AIM A:
Answer these questions about the jammer antenna extract below, one line each:
(i) To at least what distance may the antenna holder's working distance be adjustable?
(ii) What frequency range is given as an example for the rod or spiral antenna?
(iii) What removably connects the further horizontal and/or vertical antennas to the electrical connector?

The antenna holder may be mounted close to a center of gravity of
the jammer antenna system and may comprise a lifting device for
changing a working distance between the main plate of the jammer
antenna system and the vehicle roof. The antenna holder may be
arranged to have a working distance being adjustable to at least
one meter. It is preferred that the antenna holder also is arranged
for tilting the main plate, e.g. up to 90.degree.. The antenna
holder may be provided with a rod antenna or spiral antenna for
radiating low radio frequency waves in a range of e.g. 20 MHz to
140 MHz.
[0023] In a preferred embodiment, the main plate comprises at least
one intermediate circuit board having electrical components that
are no part of an electrical circuit, e.g. shielding elements. It
is possible to provide intermediate circuit boards and/or shielding
elements between each pair of two horizontal antennas.
[0024] To provide an even more flexible jammer antenna system, the
vertical antennas may comprise ports for receiving further
horizontal and/or vertical antennas. Those further horizontal
and/or vertical antennas are removably connected to the electrical
connector of the jammer antenna system by a shielded connecting
conductor provided in the respective vertical antenna to which it
is mounted.

AIM B: Please give the labeling entries below as a numbered list, skipping blank lines and leaving the pictures out.

DATA SUPPLIED:
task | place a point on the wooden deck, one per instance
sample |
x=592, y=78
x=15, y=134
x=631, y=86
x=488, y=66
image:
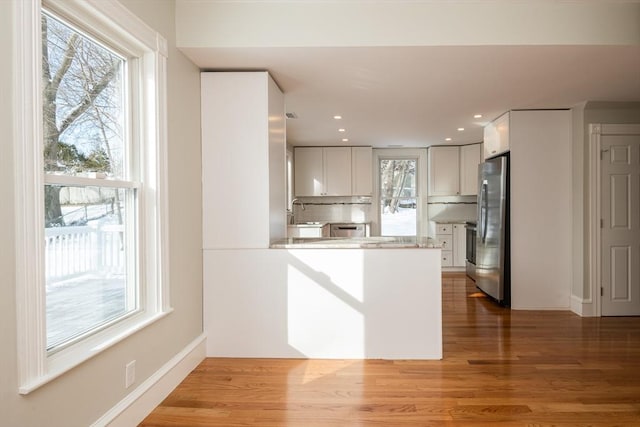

COMPLETE RESPONSE A:
(i) At least one meter.
(ii) 20 MHz to 140 MHz.
(iii) A shielded connecting conductor provided in the respective vertical antenna to which it is mounted.

COMPLETE RESPONSE B:
1. task | place a point on the wooden deck, one per instance
2. sample |
3. x=592, y=78
4. x=15, y=134
5. x=631, y=86
6. x=488, y=66
7. image:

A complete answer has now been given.